*** Opening of Available records ***

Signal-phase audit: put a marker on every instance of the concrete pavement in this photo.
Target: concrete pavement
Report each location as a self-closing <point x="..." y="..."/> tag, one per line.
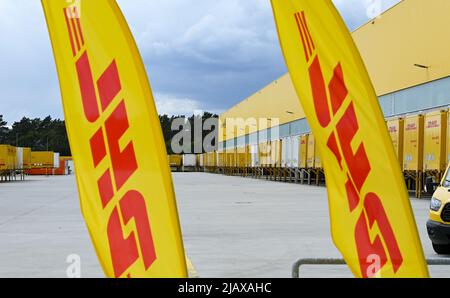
<point x="232" y="227"/>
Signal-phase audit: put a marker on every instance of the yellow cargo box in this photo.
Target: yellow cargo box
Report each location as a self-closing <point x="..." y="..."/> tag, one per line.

*** Close of Available records ***

» **Brief**
Scan the entries for lines with the string "Signal". Report only how many there are.

» **Answer to this task**
2